What to work on -> If a line in the records below holds the string "pink", count it, and state only the final count.

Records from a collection
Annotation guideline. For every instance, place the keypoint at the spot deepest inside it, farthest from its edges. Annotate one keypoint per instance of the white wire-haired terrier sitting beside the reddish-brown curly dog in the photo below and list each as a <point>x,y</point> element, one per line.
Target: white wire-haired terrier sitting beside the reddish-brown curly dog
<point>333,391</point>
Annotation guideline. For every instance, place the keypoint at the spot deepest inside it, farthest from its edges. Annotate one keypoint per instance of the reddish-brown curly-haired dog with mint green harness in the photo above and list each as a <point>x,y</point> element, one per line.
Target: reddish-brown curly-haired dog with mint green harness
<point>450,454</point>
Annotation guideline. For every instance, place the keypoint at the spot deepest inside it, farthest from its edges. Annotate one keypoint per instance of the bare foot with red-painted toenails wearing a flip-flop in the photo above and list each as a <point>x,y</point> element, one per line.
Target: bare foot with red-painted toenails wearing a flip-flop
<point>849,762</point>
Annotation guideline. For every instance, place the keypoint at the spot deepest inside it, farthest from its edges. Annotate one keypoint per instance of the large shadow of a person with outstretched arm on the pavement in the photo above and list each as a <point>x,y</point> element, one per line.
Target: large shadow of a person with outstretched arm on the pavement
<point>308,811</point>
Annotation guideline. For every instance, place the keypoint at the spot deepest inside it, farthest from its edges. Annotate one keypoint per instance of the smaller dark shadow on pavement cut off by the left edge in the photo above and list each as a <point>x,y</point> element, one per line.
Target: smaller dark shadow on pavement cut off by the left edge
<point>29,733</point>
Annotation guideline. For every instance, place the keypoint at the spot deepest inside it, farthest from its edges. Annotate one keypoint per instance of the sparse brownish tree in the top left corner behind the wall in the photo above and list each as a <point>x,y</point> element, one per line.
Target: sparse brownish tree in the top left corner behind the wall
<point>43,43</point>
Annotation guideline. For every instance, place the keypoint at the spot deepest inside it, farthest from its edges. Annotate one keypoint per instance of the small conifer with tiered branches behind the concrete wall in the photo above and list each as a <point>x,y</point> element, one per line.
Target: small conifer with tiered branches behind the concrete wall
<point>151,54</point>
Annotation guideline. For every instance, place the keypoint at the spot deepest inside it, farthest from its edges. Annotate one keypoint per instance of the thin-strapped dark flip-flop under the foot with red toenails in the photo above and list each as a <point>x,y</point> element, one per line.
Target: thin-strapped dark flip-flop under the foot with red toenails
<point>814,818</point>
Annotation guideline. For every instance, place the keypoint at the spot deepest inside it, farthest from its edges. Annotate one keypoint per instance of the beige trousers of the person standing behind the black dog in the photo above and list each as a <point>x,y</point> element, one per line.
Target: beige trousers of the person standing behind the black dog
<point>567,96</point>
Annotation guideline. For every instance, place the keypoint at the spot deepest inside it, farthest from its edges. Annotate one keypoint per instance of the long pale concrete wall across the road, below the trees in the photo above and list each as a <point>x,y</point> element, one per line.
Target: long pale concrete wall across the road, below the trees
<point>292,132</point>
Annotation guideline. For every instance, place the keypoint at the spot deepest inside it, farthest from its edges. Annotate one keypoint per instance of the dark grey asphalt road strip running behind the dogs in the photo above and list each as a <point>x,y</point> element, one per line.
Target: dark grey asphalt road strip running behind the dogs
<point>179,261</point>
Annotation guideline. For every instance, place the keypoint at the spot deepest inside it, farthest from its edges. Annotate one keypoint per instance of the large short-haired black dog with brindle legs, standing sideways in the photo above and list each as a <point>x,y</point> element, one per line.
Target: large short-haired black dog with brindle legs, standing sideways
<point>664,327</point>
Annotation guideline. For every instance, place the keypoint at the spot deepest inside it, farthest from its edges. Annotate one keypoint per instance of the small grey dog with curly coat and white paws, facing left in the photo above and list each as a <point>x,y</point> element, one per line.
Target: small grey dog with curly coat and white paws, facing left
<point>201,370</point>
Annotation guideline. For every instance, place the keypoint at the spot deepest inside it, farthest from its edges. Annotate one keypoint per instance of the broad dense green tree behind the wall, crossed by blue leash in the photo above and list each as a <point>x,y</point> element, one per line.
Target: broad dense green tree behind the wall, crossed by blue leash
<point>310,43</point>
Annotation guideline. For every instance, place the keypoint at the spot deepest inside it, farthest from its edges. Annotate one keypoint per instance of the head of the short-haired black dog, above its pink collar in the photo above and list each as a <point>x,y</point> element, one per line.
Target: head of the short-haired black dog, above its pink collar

--

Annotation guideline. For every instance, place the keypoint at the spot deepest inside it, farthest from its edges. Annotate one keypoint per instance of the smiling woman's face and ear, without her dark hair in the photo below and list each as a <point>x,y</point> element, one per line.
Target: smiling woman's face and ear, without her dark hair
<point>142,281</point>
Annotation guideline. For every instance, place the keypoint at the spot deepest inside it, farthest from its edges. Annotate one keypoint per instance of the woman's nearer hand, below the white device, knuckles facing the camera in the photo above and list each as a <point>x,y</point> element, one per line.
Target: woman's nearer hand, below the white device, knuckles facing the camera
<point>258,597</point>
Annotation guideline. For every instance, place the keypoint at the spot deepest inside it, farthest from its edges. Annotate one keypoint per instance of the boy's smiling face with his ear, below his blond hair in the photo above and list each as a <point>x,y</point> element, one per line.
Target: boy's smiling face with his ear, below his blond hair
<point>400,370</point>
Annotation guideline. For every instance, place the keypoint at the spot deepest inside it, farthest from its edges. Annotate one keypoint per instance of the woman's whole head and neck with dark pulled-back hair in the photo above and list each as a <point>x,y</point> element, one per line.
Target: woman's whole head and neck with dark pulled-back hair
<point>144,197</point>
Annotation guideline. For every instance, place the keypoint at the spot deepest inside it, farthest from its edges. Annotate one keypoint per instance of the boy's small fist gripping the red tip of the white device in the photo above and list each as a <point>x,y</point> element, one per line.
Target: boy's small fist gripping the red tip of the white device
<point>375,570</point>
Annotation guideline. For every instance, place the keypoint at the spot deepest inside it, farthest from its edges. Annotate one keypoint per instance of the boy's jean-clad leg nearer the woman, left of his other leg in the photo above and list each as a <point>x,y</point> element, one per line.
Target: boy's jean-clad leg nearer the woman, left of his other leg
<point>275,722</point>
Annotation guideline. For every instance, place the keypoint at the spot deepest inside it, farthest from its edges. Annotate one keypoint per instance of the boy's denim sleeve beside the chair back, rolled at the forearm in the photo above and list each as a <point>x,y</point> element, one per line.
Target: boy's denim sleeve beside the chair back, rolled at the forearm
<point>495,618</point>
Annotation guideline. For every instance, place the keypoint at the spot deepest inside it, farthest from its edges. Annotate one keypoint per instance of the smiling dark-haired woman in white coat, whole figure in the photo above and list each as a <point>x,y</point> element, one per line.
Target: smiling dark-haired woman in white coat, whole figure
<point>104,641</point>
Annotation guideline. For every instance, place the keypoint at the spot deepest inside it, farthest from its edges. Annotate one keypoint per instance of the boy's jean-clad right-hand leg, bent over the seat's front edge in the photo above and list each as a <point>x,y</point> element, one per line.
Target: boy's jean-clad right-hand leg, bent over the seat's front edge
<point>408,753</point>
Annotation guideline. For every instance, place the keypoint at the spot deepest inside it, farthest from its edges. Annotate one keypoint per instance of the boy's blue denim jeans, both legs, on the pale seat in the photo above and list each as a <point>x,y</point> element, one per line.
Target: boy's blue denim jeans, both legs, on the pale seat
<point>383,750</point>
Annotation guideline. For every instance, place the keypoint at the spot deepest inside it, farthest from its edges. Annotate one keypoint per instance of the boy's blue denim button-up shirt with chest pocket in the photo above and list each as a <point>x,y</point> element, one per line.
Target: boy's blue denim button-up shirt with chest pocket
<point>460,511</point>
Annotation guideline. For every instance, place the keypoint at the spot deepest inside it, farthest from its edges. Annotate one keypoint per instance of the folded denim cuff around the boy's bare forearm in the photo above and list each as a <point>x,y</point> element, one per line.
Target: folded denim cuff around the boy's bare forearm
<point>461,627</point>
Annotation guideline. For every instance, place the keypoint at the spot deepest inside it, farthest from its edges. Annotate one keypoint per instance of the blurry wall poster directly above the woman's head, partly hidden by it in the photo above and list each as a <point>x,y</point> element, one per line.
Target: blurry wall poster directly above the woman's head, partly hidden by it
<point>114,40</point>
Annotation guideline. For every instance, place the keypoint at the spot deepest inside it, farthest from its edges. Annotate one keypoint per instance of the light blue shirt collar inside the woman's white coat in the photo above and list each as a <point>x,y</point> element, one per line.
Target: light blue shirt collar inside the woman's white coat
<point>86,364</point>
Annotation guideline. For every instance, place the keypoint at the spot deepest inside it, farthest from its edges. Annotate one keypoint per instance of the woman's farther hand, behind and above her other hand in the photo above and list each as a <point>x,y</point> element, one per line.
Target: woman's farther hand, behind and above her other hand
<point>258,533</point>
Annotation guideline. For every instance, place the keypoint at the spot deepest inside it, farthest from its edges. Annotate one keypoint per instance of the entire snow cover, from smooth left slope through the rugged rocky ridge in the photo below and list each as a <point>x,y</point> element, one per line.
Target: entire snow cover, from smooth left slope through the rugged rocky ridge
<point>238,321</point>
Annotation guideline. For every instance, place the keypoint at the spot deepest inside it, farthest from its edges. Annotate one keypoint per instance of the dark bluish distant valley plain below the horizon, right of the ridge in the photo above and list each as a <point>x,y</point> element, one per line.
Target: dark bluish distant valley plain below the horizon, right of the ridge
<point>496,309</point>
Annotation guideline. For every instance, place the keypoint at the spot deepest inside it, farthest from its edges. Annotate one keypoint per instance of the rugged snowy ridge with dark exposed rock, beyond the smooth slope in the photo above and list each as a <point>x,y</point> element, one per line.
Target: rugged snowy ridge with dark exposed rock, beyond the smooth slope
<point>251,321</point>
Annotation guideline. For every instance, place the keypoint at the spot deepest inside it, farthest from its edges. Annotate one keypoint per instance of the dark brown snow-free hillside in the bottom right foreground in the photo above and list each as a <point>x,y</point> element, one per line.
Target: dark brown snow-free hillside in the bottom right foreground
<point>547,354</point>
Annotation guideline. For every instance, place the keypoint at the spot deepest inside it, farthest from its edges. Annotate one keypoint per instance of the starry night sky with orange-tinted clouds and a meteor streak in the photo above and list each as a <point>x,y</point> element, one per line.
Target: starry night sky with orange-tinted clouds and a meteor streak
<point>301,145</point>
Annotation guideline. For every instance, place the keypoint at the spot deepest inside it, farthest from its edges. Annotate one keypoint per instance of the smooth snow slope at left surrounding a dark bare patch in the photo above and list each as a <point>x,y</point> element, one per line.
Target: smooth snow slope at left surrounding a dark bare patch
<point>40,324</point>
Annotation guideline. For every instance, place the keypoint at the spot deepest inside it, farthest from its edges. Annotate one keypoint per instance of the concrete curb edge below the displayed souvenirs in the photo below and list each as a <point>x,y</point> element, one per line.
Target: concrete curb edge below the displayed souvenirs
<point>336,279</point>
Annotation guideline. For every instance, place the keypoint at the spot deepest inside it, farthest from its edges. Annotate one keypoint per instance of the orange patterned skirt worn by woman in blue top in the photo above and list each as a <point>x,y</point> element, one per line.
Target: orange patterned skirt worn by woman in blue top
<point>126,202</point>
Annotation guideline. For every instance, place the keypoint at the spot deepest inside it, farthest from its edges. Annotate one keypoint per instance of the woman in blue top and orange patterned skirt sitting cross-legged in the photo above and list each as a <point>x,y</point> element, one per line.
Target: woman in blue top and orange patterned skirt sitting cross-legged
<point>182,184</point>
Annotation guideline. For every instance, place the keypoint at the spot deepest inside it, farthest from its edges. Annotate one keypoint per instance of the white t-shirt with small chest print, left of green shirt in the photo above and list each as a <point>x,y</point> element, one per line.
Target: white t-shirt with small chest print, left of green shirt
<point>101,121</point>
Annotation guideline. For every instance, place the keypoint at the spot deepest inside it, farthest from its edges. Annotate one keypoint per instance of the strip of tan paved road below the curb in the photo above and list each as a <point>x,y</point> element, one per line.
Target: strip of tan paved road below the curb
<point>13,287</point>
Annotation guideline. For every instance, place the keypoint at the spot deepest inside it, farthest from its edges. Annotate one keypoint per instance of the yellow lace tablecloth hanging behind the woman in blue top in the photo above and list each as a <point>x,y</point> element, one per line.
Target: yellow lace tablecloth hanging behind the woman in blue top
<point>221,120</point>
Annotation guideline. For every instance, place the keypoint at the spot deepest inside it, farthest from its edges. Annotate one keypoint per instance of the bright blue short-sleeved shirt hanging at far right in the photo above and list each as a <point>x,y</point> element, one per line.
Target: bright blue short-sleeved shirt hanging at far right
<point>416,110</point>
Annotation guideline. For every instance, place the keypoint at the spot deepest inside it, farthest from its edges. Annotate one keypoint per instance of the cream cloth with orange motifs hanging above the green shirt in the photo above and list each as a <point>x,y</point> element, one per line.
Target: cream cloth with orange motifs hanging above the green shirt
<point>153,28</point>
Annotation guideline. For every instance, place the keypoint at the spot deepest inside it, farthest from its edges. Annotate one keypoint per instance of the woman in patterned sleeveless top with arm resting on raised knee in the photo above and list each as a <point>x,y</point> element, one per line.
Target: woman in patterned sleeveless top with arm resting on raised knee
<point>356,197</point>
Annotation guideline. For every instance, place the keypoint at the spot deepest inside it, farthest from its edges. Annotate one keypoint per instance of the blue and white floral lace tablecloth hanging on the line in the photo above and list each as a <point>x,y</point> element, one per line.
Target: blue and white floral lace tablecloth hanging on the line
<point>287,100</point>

Exercise output -> 2